◆ Texto de origem:
<<<<

Foi onde tudo começou, há mais de cinco anos, no Museu Nacional de História Natural e da Ciência, que fomos ao encontro de Fernando Barriga, o explorador. Pedinchou minerais, desmontou gira-discos, bateu a portas eruditas, infiltrou-se em saídas de campo alheias: ousadia e, já que estamos numa de recursos metálicos, uma grande lata, foram diaclasando o caminho de um dos grandes nomes da mineralogia portuguesa. Assumidamente mimado pelos senhores da Geologia cá dentro e lá fora, até se tornar ele mesmo um deles. Desafiou o status quo do seu tempo dedicando-se à "Geologia impura" e, quando o que estava emerso já não dava pica, mergulhou e fez-se um dos "Senhores dos Oceanos". Venham conhecer as aventuras terrestres e submarinas do Fernando, o mineralogista daltónico, porque afinal, que importa a cor... até dizem que antigamente o mundo era a preto e branco. E nós gostamos do que é antigo!


Entrevista 

Museu Nacional de História Natural e da Ciência, Lisboa, julho de 2022


1. Diga-nos o seu nome, data e local de nascimento.

O nome completo? É muito comprido. Fernando José Arraiano de Sousa Barriga. O Arraiano é da Beira Baixa. O Sousa Barriga é do Alentejo. Nasci a 29 de setembro de 1951, já foi há mais de cinco anos. Nasci em Lisboa. Prosaicamente, na Charneca.

2. Conte-nos, como se fosse para leigos, o que fez profissionalmente.

Eu interessei-me desde cedo por temas com relevância social para as pessoas. Costumava dizer que não queria doutorar-me sobre "os problemas psicológicos das baratinhas coxas". E, portanto, queria fazer ciência aplicada. O que, quando eu era estudante de licenciatura, não era evidente para toda a gente que fosse a melhor maneira de fazer as coisas. Havia quem defendesse que havia dois tipos de Geologia: a Geologia pura e a Geologia impura...

3. A aplicada?

Evidentemente. Porque mexia com dinheiros, com a parte económica, e isso já não competia ao geólogo. O que competia ao geólogo devia ser apenas a ciência pura. Obviamente, nem toda a gente pensava assim. Mas havia gente muito influente que pensava desta forma.

4. E isso levou-o a fazer o quê?

>>>>

[Entradas de dados guardadas]
<<<<

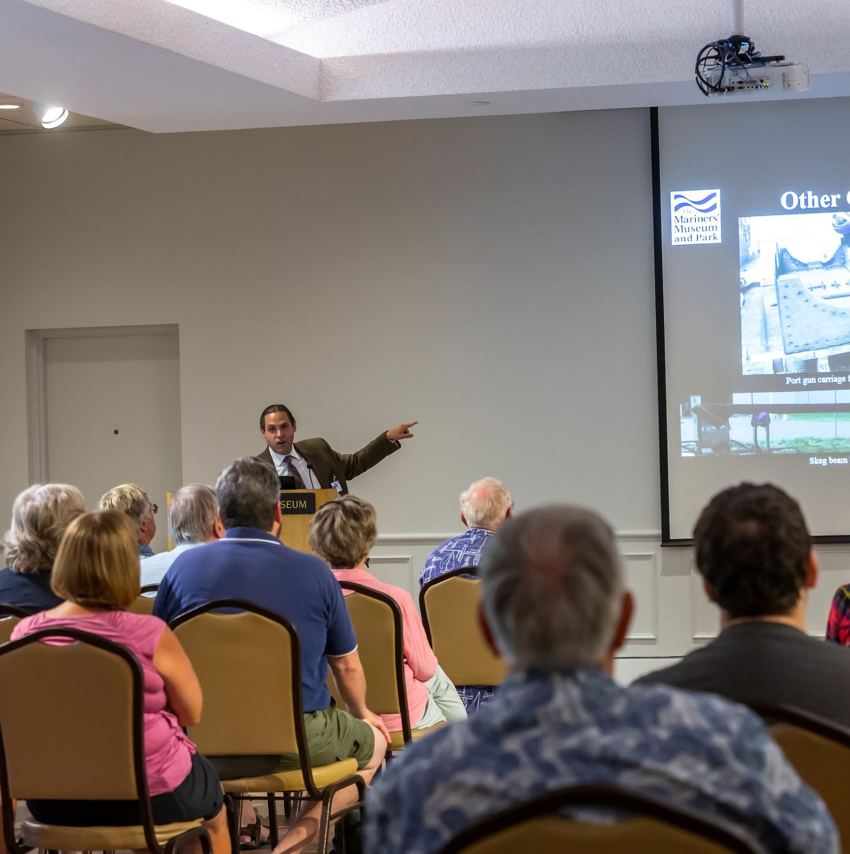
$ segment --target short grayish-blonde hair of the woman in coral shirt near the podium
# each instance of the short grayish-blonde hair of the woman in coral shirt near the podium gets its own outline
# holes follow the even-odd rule
[[[310,522],[311,549],[335,569],[351,569],[378,538],[375,507],[353,495],[319,507]]]

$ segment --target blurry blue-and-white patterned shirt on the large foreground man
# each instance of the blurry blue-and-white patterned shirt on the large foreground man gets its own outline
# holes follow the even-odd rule
[[[536,795],[619,785],[747,834],[766,854],[838,854],[823,801],[753,712],[711,694],[620,687],[602,670],[509,676],[476,715],[405,748],[370,788],[370,854],[429,854]],[[604,810],[574,817],[610,822]]]

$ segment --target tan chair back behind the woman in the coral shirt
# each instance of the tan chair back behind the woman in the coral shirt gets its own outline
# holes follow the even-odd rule
[[[404,705],[406,714],[405,653],[403,639],[398,631],[401,628],[399,605],[386,594],[376,590],[359,585],[349,586],[344,582],[341,587],[343,590],[357,590],[355,593],[346,594],[346,605],[352,618],[354,634],[357,635],[360,663],[363,664],[366,675],[366,705],[376,715],[400,715]],[[397,656],[400,656],[400,661],[397,661]],[[400,697],[399,664],[402,668]]]

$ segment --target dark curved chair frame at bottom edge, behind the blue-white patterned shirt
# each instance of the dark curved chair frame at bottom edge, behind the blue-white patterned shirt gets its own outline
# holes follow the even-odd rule
[[[600,806],[624,810],[639,816],[655,818],[673,827],[697,834],[704,839],[725,845],[734,854],[759,854],[743,834],[719,822],[714,822],[693,810],[667,804],[649,795],[616,786],[568,786],[554,789],[521,804],[515,804],[495,815],[486,816],[453,836],[439,854],[461,854],[488,836],[539,816],[548,816],[571,806]],[[564,819],[569,822],[569,818]]]

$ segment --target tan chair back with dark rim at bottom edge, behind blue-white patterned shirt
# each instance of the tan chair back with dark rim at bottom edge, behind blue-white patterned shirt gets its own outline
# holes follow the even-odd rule
[[[634,817],[596,824],[553,815],[579,805]],[[440,854],[757,854],[759,850],[742,832],[674,804],[620,787],[574,786],[475,822]]]

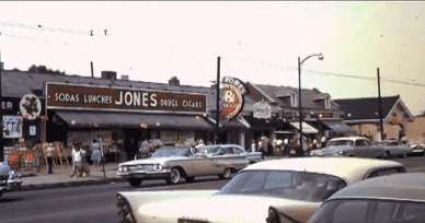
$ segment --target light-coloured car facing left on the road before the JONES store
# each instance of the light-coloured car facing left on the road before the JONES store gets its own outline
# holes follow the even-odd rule
[[[137,187],[143,179],[166,179],[177,184],[181,178],[193,183],[197,176],[218,175],[230,178],[243,167],[261,161],[261,153],[249,153],[241,145],[162,146],[143,160],[122,163],[117,175]]]

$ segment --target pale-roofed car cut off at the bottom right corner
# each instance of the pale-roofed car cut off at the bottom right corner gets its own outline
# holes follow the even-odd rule
[[[309,222],[425,222],[424,185],[424,173],[364,180],[334,193]]]

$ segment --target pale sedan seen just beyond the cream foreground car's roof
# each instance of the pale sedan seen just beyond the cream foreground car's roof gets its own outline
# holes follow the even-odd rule
[[[388,159],[382,145],[372,144],[363,137],[342,137],[328,141],[326,146],[310,152],[313,156],[357,156]]]

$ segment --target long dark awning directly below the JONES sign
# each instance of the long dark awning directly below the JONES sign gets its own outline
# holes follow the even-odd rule
[[[169,129],[202,129],[213,130],[202,116],[185,115],[148,115],[128,113],[93,113],[93,111],[64,111],[56,114],[70,128],[81,127],[129,127],[129,128],[169,128]]]

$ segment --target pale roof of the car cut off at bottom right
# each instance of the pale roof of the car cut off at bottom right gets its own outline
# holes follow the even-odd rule
[[[328,201],[346,198],[425,202],[425,173],[393,174],[363,180],[343,188]]]

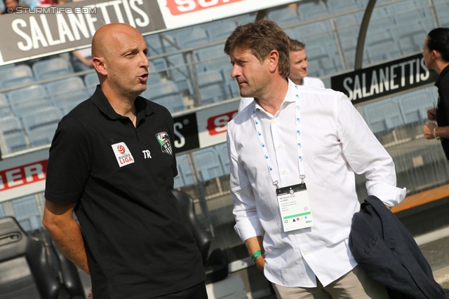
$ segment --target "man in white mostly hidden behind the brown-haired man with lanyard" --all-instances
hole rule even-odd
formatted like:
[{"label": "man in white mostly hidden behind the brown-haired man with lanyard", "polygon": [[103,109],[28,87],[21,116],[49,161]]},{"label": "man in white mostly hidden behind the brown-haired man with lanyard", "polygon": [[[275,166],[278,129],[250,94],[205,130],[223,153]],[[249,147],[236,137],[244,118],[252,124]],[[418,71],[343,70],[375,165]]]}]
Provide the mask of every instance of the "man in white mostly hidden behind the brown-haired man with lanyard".
[{"label": "man in white mostly hidden behind the brown-haired man with lanyard", "polygon": [[[290,58],[290,75],[288,78],[296,85],[324,88],[324,83],[320,78],[307,77],[309,62],[307,61],[306,45],[295,39],[288,40],[288,57]],[[253,102],[252,97],[242,97],[239,104],[239,112],[251,102]]]}]

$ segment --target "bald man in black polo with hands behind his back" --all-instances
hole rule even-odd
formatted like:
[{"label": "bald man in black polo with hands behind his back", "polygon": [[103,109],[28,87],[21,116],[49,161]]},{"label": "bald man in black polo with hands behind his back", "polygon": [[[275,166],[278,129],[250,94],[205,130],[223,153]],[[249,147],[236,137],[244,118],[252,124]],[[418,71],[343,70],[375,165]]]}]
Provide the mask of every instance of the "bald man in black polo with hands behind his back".
[{"label": "bald man in black polo with hands behind his back", "polygon": [[105,25],[93,36],[100,85],[58,125],[43,224],[91,274],[94,298],[207,298],[201,254],[171,193],[173,119],[139,96],[147,51],[129,25]]}]

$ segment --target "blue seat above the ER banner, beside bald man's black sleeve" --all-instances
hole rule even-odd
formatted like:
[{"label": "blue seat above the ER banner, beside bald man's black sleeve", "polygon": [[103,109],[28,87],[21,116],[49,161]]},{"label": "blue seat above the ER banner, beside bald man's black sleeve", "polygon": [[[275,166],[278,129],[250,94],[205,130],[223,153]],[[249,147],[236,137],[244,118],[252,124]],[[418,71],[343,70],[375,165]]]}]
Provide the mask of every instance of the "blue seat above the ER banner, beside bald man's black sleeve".
[{"label": "blue seat above the ER banner, beside bald man's black sleeve", "polygon": [[47,107],[23,116],[31,146],[50,144],[63,114],[57,107]]}]

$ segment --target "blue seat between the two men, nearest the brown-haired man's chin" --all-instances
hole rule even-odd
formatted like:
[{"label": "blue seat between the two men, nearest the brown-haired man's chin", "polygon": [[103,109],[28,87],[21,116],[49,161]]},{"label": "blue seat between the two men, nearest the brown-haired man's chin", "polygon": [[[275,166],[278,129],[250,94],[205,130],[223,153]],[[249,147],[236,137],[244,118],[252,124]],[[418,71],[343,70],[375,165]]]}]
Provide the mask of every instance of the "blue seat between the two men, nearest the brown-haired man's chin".
[{"label": "blue seat between the two men, nearest the brown-haired man's chin", "polygon": [[199,92],[203,104],[220,102],[227,99],[225,80],[220,71],[205,71],[197,74]]}]

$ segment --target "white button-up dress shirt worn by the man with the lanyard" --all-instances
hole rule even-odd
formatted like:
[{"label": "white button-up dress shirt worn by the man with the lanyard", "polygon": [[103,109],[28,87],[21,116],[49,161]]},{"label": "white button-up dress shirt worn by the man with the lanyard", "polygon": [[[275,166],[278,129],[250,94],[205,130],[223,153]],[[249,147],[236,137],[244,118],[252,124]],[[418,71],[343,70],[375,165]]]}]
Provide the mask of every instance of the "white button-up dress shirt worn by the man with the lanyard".
[{"label": "white button-up dress shirt worn by the man with the lanyard", "polygon": [[[295,134],[295,97],[300,99],[301,137],[307,192],[314,226],[284,232],[276,187],[253,123],[253,111],[279,179],[279,188],[300,183]],[[228,124],[230,187],[235,230],[243,241],[264,236],[264,274],[281,286],[323,286],[356,266],[348,237],[360,209],[354,172],[366,174],[369,195],[388,206],[400,203],[394,163],[349,99],[329,89],[297,86],[272,116],[253,101]],[[316,277],[315,277],[316,276]]]}]

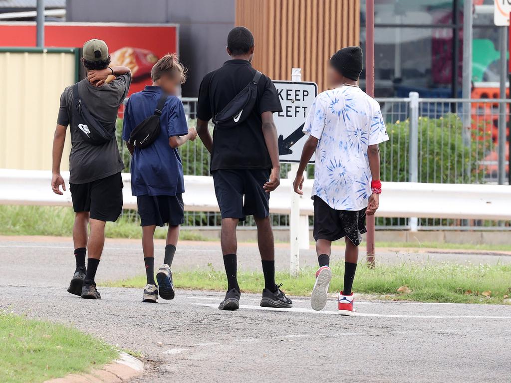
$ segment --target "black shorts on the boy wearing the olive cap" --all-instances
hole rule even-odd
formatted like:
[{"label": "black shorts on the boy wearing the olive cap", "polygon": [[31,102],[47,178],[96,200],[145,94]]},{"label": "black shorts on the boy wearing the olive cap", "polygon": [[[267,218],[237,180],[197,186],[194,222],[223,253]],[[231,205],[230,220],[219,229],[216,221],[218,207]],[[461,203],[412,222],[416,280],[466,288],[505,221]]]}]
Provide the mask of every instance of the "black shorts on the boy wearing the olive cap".
[{"label": "black shorts on the boy wearing the olive cap", "polygon": [[69,183],[75,212],[90,211],[90,218],[115,222],[123,210],[121,173],[87,183]]}]

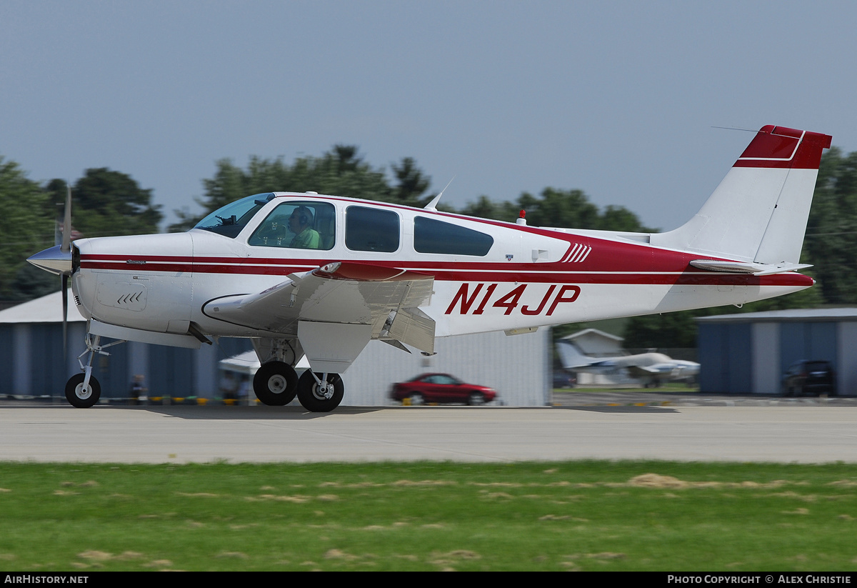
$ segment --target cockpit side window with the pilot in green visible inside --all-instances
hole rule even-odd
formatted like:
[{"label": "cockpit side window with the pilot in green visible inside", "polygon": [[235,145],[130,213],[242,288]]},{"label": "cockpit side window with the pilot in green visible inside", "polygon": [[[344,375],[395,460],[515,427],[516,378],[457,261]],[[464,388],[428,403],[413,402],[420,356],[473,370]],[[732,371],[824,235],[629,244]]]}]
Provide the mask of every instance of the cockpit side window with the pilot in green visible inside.
[{"label": "cockpit side window with the pilot in green visible inside", "polygon": [[333,249],[336,211],[332,204],[289,201],[274,208],[253,231],[248,243],[255,247]]}]

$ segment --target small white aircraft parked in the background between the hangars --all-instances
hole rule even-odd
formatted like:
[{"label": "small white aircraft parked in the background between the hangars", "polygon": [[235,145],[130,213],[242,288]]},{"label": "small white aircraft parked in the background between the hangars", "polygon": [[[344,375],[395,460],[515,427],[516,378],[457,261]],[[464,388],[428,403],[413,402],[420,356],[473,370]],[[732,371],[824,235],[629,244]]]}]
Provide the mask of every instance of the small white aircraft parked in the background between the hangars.
[{"label": "small white aircraft parked in the background between the hangars", "polygon": [[572,341],[556,342],[563,369],[585,374],[614,374],[626,370],[628,375],[645,381],[645,386],[657,386],[662,381],[686,380],[699,375],[699,364],[684,359],[673,359],[664,353],[650,351],[615,357],[590,357]]}]

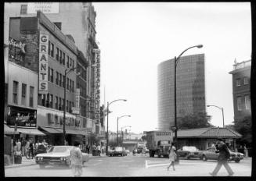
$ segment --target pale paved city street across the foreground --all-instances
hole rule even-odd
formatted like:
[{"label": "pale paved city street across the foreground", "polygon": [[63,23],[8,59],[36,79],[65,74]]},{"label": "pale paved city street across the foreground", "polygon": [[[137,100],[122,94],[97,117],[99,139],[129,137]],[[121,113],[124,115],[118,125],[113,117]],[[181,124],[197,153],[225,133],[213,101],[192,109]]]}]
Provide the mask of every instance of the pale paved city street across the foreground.
[{"label": "pale paved city street across the foreground", "polygon": [[[175,171],[167,171],[168,158],[150,158],[148,155],[137,154],[126,157],[96,157],[90,158],[83,167],[82,176],[88,177],[126,177],[126,176],[210,176],[209,172],[215,169],[217,161],[180,160],[175,165]],[[251,176],[251,158],[244,158],[240,163],[229,162],[235,172],[234,176]],[[227,176],[228,173],[222,167],[218,176]],[[27,176],[72,176],[67,167],[49,166],[39,169],[38,165],[27,165],[5,168],[5,177]]]}]

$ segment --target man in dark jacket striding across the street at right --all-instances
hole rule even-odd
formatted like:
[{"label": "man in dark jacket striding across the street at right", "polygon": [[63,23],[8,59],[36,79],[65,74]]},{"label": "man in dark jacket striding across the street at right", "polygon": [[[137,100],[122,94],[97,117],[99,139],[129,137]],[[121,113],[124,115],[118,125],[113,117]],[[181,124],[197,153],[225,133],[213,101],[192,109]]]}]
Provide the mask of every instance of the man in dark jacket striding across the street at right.
[{"label": "man in dark jacket striding across the street at right", "polygon": [[222,165],[224,165],[225,169],[229,172],[229,176],[233,176],[234,172],[228,164],[228,159],[230,157],[230,154],[229,154],[229,149],[227,145],[224,143],[222,139],[218,139],[216,148],[219,152],[218,164],[216,165],[215,170],[213,172],[210,172],[210,175],[217,176],[219,169],[221,169]]}]

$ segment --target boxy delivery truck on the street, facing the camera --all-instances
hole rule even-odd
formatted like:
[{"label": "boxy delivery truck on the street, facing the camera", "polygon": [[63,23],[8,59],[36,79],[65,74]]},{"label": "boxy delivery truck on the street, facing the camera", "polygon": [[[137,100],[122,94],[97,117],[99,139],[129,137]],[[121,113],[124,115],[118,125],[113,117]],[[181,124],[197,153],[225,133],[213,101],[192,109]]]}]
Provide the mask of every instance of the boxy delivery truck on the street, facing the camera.
[{"label": "boxy delivery truck on the street, facing the camera", "polygon": [[146,147],[149,149],[150,157],[157,154],[160,157],[169,157],[169,148],[173,141],[172,131],[146,131]]}]

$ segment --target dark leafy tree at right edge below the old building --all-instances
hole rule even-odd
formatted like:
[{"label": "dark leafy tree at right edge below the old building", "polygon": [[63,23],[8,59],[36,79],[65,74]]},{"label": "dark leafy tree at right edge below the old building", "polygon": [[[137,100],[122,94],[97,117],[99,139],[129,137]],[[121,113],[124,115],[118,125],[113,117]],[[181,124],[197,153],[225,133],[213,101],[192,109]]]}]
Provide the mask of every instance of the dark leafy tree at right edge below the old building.
[{"label": "dark leafy tree at right edge below the old building", "polygon": [[251,115],[238,119],[235,122],[235,130],[243,137],[237,140],[240,144],[247,144],[251,146],[252,133],[251,133]]}]

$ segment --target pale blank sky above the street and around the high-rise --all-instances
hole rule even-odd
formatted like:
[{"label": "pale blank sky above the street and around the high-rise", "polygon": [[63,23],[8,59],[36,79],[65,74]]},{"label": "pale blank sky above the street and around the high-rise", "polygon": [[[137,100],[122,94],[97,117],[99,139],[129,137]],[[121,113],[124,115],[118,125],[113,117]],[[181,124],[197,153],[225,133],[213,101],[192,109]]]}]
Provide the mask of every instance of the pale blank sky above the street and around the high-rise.
[{"label": "pale blank sky above the street and around the high-rise", "polygon": [[[101,103],[110,105],[109,130],[157,129],[157,66],[184,55],[205,54],[206,105],[224,109],[233,122],[234,60],[251,59],[250,2],[93,2],[101,50]],[[206,108],[211,124],[222,126],[222,111]]]}]

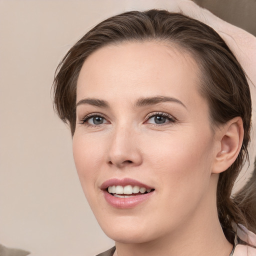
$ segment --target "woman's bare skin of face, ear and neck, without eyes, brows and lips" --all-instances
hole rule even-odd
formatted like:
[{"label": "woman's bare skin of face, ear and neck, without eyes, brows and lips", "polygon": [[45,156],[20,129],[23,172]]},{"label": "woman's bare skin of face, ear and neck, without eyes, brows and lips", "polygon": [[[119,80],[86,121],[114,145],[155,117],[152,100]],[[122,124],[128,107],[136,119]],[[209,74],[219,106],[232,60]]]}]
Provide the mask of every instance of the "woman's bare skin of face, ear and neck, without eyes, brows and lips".
[{"label": "woman's bare skin of face, ear and neck, without eyes, brows and lips", "polygon": [[[228,256],[232,249],[217,218],[215,193],[218,173],[239,152],[242,124],[237,117],[213,133],[198,73],[188,53],[159,42],[108,45],[81,68],[73,156],[88,203],[118,256]],[[181,103],[135,105],[155,96]],[[85,98],[109,106],[81,103]],[[90,117],[83,123],[93,113],[103,122],[93,124]],[[152,114],[161,113],[174,121],[155,123]],[[126,177],[155,190],[137,206],[118,209],[106,202],[100,185]]]}]

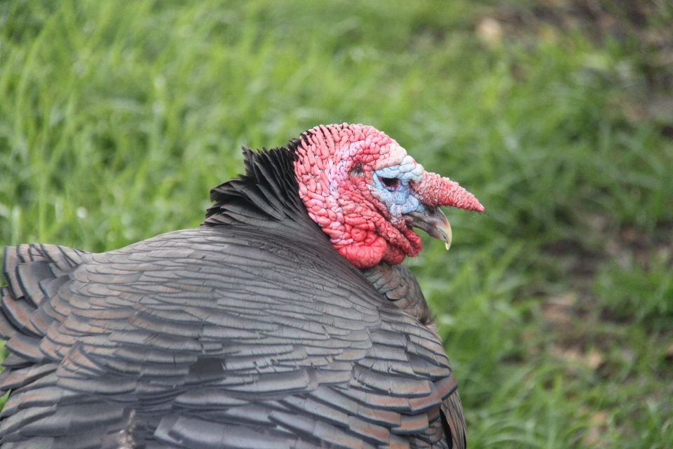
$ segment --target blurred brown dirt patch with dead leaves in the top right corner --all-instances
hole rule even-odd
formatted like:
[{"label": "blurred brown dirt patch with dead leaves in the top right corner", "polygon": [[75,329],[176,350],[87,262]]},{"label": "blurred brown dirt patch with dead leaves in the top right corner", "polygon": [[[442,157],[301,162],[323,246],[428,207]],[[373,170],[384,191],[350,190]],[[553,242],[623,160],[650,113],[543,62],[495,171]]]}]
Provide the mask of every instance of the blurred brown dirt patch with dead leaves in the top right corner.
[{"label": "blurred brown dirt patch with dead leaves in the top right corner", "polygon": [[658,123],[661,134],[673,139],[672,16],[667,1],[539,0],[494,8],[476,20],[475,32],[488,46],[502,39],[557,40],[568,32],[581,32],[599,44],[618,41],[631,66],[616,72],[638,72],[645,84],[620,100],[619,109],[630,121]]}]

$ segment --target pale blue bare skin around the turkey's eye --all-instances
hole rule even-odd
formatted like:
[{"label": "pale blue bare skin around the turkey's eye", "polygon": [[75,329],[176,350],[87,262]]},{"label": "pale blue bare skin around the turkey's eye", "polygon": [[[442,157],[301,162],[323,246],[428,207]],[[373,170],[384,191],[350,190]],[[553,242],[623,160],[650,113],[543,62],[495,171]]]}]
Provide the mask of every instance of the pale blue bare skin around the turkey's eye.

>>>>

◆ Enunciados do exercício:
A: Na entrevista a Fernando Barriga, reescreve em forma de lista o parágrafo que começa por «Eu interessei-me desde cedo», mantendo os factos principais.
B: Prossegue a entrevista a Fernando Barriga a partir do ponto em que termina.

◆ Soluções:
A:
- Interessou-se desde cedo por temas com relevância social para as pessoas.
- Costumava dizer que não queria doutorar-se sobre "os problemas psicológicos das baratinhas coxas".
- Queria fazer ciência aplicada.
- Quando era estudante de licenciatura, nem toda a gente achava que essa era a melhor maneira de fazer as coisas.
- Havia quem defendesse a existência de dois tipos de Geologia: a pura e a impura.

B:
Derivado do meu interesse pela mineralogia - pois comecei a interessar-me pela profissão de geólogo através da mineralogia e posso contar essa história, que tem a ver com o professor do ensino secundário - e pela Geologia com relevância, a aplicada, interessei-me pelos jazigos metálicos. Com a intervenção do António Ribeiro, do Delfim de Carvalho, do Ricardo Quadrado e do Carlos Matos Alves, fui impelido a preparar o meu doutoramento sobre os jazigos de Aljustrel. Este foi o primeiro passo. Mas depois interessei-me por várias outras coisas, inclusive por solos artificiais, porque é um dos problemas do nosso tempo: a questão dos solos aráveis. Segundo um dos relatórios das Nações Unidas, temos solos aráveis para mais 60 anos, se continuarmos a fazer as coisas como até agora. Em colaboração com o meu orientador - também já vamos falar mais adiante desse orientador de doutoramento e grande amigo, o Bill Fyfe - criámos uma equipa para extrair lamas das albufeiras das barragens. E descobrimos que essas lamas, no sul de Portugal, são férteis… são adubo, autenticamente. Depois fizemos um estudo semelhante no Brasil, com algumas das maiores albufeiras do mundo, e lá as lamas não eram tão boas, porque são mais lateríticas. Mas mesmo assim dão para usar como solos.

5. Então, teve sempre um interesse na mineralogia pela sua aplicação abrangente, ao serviço da sociedade?

Sim, exatamente.

6. Diga-nos em que ano e onde é que ingressou em Geologia?

Eu ingressei em Geologia em Lisboa, neste edifício onde estamos [Museu Nacional de História Natural e da Ciência]. E foi em 1968.

"Havia quem defendesse que havia dois tipos de Geologia: a Geologia pura e a Geologia impura..."

7. Estávamos há pouco a falar da mineralogia. Foi esse o seu primeiro contacto consciente com a Geologia? Foi a ver minerais?

Foi a ver minerais, mas foi no liceu, não aqui. Porque tive um professor que era geólogo, o que nem sempre acontecia. O professor de ciências naturais ser geólogo, pelo contrário, era raro. Mas este professor, que se chamava António Martins Ferreira, pôs-nos a fazer uma coleção de minerais. De todos os minerais que vinham no livro de mineralogia, tínhamos que arranjar uma amostrinha, mesmo que fosse pequenina, e de todos só estávamos dispensados de diamante. (sorrindo) Mas eu arranjei um diamante. "Canibalizei" ou, melhor dizendo, destruí o gira-discos, tirei-lhe a agulha, que na altura as agulhas eram de diamante. Ou, pelo menos, eu pensava que eram. Então lá estava um diamante para entregar ao professor. Mas eu apaixonei-me pelos minerais porque as suas características eram muito distintas. Eu sou daltónico, mas consegui superar o daltonismo. Identificar minerais mesmo sem usar muita a questão da cor. E, estou bastante satisfeito por ter feito isso, porque a cor é um pouco engano. É um engano no seguinte sentido: sabem que há um mineral chamado celestite? Chama-se assim porque geralmente tem a cor azul-celeste. Mas eu tenho oito exemplares de celestite que não são azuis, são castanhos, amarelos e incolor.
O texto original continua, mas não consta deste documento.